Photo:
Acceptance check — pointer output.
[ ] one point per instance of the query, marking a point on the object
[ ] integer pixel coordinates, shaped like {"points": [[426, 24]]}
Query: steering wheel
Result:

EXERCISE REQUIREMENTS: Using the data above, return each line exactly as written.

TASK RESULT:
Photo:
Acceptance check — pointer output.
[ ] one point per instance of the query, marking a point on the object
[ ] integer pixel coordinates, shaped like {"points": [[426, 24]]}
Query: steering wheel
Result:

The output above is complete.